Lines contained in a dataset
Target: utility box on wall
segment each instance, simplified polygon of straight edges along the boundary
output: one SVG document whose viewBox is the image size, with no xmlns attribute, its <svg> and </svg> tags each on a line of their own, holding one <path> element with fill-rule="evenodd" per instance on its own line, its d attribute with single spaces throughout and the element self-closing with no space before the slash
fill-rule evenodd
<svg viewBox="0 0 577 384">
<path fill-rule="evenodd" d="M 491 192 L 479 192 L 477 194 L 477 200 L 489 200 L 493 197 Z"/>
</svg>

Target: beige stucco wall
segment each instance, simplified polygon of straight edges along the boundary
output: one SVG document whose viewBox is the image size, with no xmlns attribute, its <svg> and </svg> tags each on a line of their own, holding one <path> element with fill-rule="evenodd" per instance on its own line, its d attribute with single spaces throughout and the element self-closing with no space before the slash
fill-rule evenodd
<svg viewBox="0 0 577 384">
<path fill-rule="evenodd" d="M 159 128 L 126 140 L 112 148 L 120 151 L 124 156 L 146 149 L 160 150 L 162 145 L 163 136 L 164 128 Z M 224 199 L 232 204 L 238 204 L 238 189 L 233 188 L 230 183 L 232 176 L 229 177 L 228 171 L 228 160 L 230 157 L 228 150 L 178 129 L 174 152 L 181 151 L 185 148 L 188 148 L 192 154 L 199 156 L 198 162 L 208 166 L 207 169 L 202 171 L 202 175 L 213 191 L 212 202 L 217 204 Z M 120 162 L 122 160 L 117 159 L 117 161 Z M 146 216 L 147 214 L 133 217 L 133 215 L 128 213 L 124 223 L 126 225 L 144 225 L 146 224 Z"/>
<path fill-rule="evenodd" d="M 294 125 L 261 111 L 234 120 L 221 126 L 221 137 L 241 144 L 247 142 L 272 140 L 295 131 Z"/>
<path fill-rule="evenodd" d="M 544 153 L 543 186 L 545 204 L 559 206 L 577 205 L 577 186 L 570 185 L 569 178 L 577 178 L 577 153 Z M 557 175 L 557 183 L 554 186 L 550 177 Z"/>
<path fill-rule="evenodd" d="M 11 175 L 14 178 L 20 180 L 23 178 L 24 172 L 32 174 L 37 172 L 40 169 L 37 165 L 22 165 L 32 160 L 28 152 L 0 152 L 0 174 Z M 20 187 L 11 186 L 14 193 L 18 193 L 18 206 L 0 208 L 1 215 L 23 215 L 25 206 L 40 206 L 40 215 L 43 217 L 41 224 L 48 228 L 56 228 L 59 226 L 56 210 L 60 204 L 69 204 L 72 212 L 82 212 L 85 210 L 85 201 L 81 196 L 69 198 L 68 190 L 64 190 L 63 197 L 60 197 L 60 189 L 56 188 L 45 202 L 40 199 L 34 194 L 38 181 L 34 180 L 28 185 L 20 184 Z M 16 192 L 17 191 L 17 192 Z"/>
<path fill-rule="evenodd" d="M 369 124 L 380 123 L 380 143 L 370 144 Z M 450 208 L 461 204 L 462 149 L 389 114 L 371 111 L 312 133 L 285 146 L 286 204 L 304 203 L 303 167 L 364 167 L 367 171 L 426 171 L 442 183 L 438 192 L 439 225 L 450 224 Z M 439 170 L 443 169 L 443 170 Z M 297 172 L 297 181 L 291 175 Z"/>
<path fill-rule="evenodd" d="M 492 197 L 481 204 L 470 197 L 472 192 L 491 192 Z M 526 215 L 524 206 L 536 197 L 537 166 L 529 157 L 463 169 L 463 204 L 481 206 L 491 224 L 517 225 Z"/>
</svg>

◆ **YOUR GOAL**: Select every line above that contains the string "wall", matching case exactly, and copy each of those lines.

◆ **EXPECTED ANSWER**:
Target: utility box on wall
Target: beige stucco wall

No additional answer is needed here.